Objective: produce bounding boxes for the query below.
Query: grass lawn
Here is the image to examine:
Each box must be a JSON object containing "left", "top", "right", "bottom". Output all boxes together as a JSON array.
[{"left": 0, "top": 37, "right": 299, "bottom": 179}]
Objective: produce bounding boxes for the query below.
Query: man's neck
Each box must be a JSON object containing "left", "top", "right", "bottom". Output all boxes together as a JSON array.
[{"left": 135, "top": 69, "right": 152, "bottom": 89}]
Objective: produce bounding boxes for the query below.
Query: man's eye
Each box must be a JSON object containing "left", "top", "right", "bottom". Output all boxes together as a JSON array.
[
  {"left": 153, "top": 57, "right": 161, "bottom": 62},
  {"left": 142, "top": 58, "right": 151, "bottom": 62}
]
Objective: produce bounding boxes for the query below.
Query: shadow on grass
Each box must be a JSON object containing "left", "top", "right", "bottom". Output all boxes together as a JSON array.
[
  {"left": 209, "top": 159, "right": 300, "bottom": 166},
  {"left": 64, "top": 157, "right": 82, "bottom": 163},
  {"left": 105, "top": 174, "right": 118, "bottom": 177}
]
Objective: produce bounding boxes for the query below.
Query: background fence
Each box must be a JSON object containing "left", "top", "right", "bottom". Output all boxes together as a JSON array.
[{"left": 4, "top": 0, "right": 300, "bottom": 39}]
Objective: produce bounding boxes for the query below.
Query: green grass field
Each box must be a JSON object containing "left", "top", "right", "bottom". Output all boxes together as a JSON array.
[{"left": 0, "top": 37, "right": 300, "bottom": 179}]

▶ [TASK DESCRIPTION]: Copy out the entire listing word for word. Keep every line as it is.

▶ [SOLUTION TO THE PROBLEM]:
Objective: produce bounding boxes for the query below.
Query: grass lawn
Here is the image to examine:
Each box must be a JSON object containing "left", "top", "right", "bottom". Output all boxes together as a JSON array.
[{"left": 0, "top": 37, "right": 299, "bottom": 179}]
Objective: produce bounding boxes for the query below.
Query: man's neck
Each box must be a JSON object containing "left", "top", "right", "bottom". Output all boxes together as a JSON array.
[{"left": 135, "top": 69, "right": 152, "bottom": 89}]
Objective: produce bounding boxes for the query below.
Query: man's eye
Each box must be a JSON object containing "left", "top", "right", "bottom". Output all boxes together as a JSON array.
[
  {"left": 153, "top": 57, "right": 161, "bottom": 62},
  {"left": 142, "top": 58, "right": 151, "bottom": 62}
]
Objective: produce bounding boxes for the query below.
Query: shadow on grass
Each box must be a JSON object containing "left", "top", "right", "bottom". Output all boxes together as a JSON array.
[
  {"left": 209, "top": 159, "right": 300, "bottom": 166},
  {"left": 64, "top": 157, "right": 82, "bottom": 163},
  {"left": 105, "top": 174, "right": 118, "bottom": 177}
]
Objective: produce bounding boxes for the query below.
Query: background fence
Each box must be a JSON object containing "left", "top", "right", "bottom". Output all boxes together as a JSON array.
[{"left": 4, "top": 0, "right": 300, "bottom": 39}]
Objective: produce bounding boxes for the query below.
Query: green grass field
Each box must be a JSON object containing "left", "top", "right", "bottom". Output all boxes together as a JSON array.
[{"left": 0, "top": 37, "right": 300, "bottom": 179}]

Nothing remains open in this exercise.